Exercise description
Rewrite the entire listing below as a numbered list, leaving out blank lines. Omit the pictures from your answer.

Excerpts from a location annotation dataset
# # # # # # #

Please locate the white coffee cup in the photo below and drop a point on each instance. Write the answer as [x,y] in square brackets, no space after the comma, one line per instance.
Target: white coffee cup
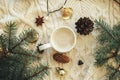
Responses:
[63,39]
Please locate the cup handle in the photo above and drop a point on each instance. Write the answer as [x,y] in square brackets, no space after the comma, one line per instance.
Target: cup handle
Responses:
[44,46]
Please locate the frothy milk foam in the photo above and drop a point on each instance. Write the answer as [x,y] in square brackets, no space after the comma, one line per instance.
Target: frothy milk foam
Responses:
[63,39]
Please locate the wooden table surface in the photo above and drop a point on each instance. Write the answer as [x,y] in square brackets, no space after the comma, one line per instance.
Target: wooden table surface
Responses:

# # # # # # #

Answer to this task
1. Please locate the white coffee cup in the photo below and drop a point on each instance. Write the answer as [x,y] in square brackets, no space after the comma, one line per instance.
2. Target: white coffee cup
3. Responses:
4. [63,39]
5. Please locate the cup handle in the photo above and drop a point on each instance. Write the answer as [x,y] in square brackets, no space after the comma, one line per instance.
6. Target: cup handle
7. Responses:
8. [44,46]
9. Please locate the frothy milk foam in the photo above and drop a point on each instance. Write the answer as [x,y] in square brackets, no space after the comma, one line per instance.
10. Target: frothy milk foam
11. Responses:
12. [63,39]
13. Please locate the wooden table surface in the photo above and drop a point on each instance. Write the answer as [x,y] in square brackets, no space after the comma, one line per instance.
14. Target: wooden table surface
15. Responses:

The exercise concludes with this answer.